Reproduce every one of the items below word for word, in the same order and without changing anything.

● Information provided:
§ §
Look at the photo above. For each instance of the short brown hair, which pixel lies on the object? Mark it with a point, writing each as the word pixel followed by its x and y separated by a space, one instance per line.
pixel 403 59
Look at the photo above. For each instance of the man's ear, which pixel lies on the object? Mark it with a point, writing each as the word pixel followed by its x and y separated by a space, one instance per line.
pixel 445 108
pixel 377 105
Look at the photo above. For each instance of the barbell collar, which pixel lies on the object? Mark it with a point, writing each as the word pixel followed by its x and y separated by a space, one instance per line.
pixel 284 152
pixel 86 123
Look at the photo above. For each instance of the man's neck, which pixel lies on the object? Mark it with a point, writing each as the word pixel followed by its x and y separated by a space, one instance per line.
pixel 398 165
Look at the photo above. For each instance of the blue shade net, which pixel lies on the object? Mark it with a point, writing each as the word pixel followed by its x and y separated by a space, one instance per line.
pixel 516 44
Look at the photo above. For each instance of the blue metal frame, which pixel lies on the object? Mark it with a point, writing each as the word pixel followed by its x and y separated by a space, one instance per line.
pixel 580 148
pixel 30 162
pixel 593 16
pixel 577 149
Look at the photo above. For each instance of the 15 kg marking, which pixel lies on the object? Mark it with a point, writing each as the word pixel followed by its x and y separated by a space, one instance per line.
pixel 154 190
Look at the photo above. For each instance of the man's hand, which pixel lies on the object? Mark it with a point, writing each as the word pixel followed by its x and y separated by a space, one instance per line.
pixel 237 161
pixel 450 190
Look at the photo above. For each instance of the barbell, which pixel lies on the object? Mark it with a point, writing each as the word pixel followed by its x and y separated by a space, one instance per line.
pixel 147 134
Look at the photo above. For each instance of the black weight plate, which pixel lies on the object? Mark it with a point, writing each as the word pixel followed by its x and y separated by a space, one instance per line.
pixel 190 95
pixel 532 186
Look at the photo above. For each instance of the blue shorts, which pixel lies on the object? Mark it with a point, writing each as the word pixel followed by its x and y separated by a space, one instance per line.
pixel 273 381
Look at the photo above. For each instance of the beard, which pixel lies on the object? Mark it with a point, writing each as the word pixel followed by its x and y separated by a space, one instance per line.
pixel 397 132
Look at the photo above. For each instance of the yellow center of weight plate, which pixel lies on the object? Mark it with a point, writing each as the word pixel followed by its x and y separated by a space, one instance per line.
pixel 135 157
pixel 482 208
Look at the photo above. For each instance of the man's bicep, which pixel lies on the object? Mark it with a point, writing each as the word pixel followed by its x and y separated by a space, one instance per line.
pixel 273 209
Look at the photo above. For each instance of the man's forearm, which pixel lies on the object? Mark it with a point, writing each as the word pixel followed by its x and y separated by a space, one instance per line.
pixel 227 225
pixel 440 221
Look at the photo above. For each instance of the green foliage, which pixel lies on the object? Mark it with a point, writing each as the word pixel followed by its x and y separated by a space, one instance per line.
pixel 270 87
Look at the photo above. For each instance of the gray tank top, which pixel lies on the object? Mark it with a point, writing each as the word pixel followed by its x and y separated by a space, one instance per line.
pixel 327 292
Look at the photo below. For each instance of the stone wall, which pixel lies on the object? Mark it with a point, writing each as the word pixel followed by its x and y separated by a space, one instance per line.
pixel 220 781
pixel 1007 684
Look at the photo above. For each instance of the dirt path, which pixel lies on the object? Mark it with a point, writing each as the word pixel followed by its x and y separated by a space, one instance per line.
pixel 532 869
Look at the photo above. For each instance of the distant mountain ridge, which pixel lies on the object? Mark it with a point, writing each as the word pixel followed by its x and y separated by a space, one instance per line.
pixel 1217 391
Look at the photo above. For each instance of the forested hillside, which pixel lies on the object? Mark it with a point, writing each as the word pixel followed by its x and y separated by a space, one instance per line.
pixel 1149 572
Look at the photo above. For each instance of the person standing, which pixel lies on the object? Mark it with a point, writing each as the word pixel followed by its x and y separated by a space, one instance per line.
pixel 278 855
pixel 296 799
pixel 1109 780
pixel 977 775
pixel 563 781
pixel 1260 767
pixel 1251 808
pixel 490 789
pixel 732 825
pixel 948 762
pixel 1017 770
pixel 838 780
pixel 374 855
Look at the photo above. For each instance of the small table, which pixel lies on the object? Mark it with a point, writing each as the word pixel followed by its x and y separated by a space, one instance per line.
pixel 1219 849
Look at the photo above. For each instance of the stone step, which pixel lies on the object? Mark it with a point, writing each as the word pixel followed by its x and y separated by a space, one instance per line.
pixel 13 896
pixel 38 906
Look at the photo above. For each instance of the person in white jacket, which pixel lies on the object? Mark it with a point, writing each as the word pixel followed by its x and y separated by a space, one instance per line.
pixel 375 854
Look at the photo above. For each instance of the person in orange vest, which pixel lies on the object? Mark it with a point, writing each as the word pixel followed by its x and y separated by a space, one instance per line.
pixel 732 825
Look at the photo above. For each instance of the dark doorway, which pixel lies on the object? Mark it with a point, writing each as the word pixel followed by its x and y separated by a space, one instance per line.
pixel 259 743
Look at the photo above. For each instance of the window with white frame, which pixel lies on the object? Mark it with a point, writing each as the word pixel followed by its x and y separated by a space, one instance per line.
§ §
● The response:
Look at the photo above. For each instance of the short brown hair, which pixel lies on the object? Mark it with a point, writing each as the word pixel followed by its x and y separated by a space, one instance per line.
pixel 403 59
Look at the photo above. For each instance of the man's ear, which pixel lies on the object? Mark it with a point, writing each as the word pixel followed by its x and y separated by a space, one instance per line.
pixel 445 108
pixel 377 105
Look at the photo above. For each instance of the barbell collar, which pixel lies on the object? Mark it with a point, writing each as the word pixel followed by its x and y separated by a space, one instance per line.
pixel 284 152
pixel 86 123
Look at the photo above. For each instance of the man's neck, which pixel lies on the object? Mark it with a point, writing each as the word pixel followed by its x and y separated by a space, one instance per line.
pixel 398 165
Look at the photo above. For each instance of the blue shade net, which pixel lies on the object? Mark it with a point, writing each as the word pixel followed by its x and y separated by a space, one instance per line.
pixel 516 44
Look at the photo above. For each instance of the blue metal frame, which pixel lies on the object? Mark it with a point, writing each as the word pixel followed by its x and y separated by a space, one instance per line.
pixel 580 148
pixel 30 162
pixel 593 16
pixel 577 149
Look at the photo above. For each instance of the 15 kg marking, which pixel lies on the object? Mark it with a point, writing each as the word pixel followed by its x and y separated by a space, one instance per line.
pixel 154 190
Look at the photo above. For each instance of the man's hand, which pixel lies on the object? Mark it with a point, writing each as the word pixel followed by its x and y separated by a space, one instance per line.
pixel 237 161
pixel 450 190
Look at the photo above. For each instance of the barbell, which pixel lies on the object? Mark it with a point, writing each as the word pixel followed by its x and y separated by a space, one instance per line.
pixel 147 134
Look at the photo above. For each instance of the black weight plate, which pixel lies on the object? Mark it with a point, writing each as the word pixel followed by its x and y separated by a space, one instance per line.
pixel 190 95
pixel 532 186
Look at the photo above. For each instance of the blue shorts, which pixel lies on the object? Mark it with a point, writing each as the word pixel followed by its x and y separated by a space, one instance per line.
pixel 273 381
Look at the photo above. For each instance of the beard, which pixel lies on the object? Mark it with a point, writing each as the word pixel followed by its x and y separated by a space, one instance per line.
pixel 397 132
Look at the photo above. For each instance of the yellow center of weight plate, which pixel lies on the object? Mark it with a point, writing each as the word pixel followed by its x and y separated by a space, one instance per line.
pixel 135 157
pixel 482 208
Look at the photo above. For each instance of the man's bicep, which pixel lies on the object? Mark it with a point, writing each as the word pixel followed by its x and y separated by a space, one instance per line.
pixel 273 209
Look at the photo above. For each instance of the man's forearm, which pixel lies on the object? Mark it with a point, writing each as the word pixel followed by its x and y separated by a space, one instance per line.
pixel 227 225
pixel 440 221
Look at the photo above. For each instance of the green foliage, which pixel lies on the object? Mark it with a point, writing each as the word pixel followed by its x and y separated by a space, one instance per line.
pixel 270 87
Look at the photo above. For each instance of the gray tank top, which pixel lies on the object? Mark it with a point, writing each as the word pixel followed by its x and y separated by a space, one instance per line.
pixel 327 292
Look at the photo below. For each instance of the stone wall, which pixel lies on the object? Mark it with a point, writing each as the word pixel followed by its x and y separated by a space, one instance per line.
pixel 220 781
pixel 1007 684
Look at the photo above. For each instance of the dirt path, which pixel lies on the object? Mark it with a point, writing each as the word pixel followed by its x and y separated by a space, one instance per line.
pixel 532 869
Look at the photo above. For each instance of the distant mountain ridge, which pixel lies on the object? Mark it with a point, writing each as the word pixel followed by its x and y separated by a space, one instance per line.
pixel 1217 391
Look at the photo above. For each instance of the forested hillside, which pixel lies on the object? Mark it with a point, writing each as the word pixel followed by its x and y separated by a space, one instance per line.
pixel 1149 572
Look at the photo above. For each instance of the person standing, which pixel lies on the object? Mark it with a point, writing each as the word pixel followed by its x and y separated by a space, one instance per line.
pixel 278 855
pixel 296 799
pixel 1109 780
pixel 977 775
pixel 563 781
pixel 1260 767
pixel 1251 808
pixel 490 789
pixel 732 825
pixel 948 762
pixel 1017 770
pixel 838 780
pixel 374 855
Look at the photo above. For each instance of the small table, which pixel lies on the object? Mark it with a point, writing each as the word pixel followed by its x and y separated by a space, one instance per line.
pixel 1219 849
Look at the photo above. For each instance of the stone step, which pixel lies on the object? Mark it with a point, writing each as the word pixel followed by its x and y separated by a space, one instance per line.
pixel 13 896
pixel 38 906
Look at the photo above. For each instance of the person in white jacket, which pixel lies on the object? Mark it with a point, writing each as the word pixel followed by its x and y separated by a space, one instance per line.
pixel 375 854
Look at the photo above. For each instance of the person in orange vest, which pixel lies on the object? Mark it with a point, writing each as the word pixel followed by its x and y separated by a space, one instance per line.
pixel 732 825
Look at the photo above. For each instance of the dark doorway, which pixel lies on the object? Mark it with a point, writing each as the word pixel followed by its x and y separated by a space, one instance per line.
pixel 259 743
Look at the photo above. For each instance of the window with white frame, which pixel lies on the object? Mark it with a point, writing each as the word pixel followed by its x and y separated by a space, one instance per line.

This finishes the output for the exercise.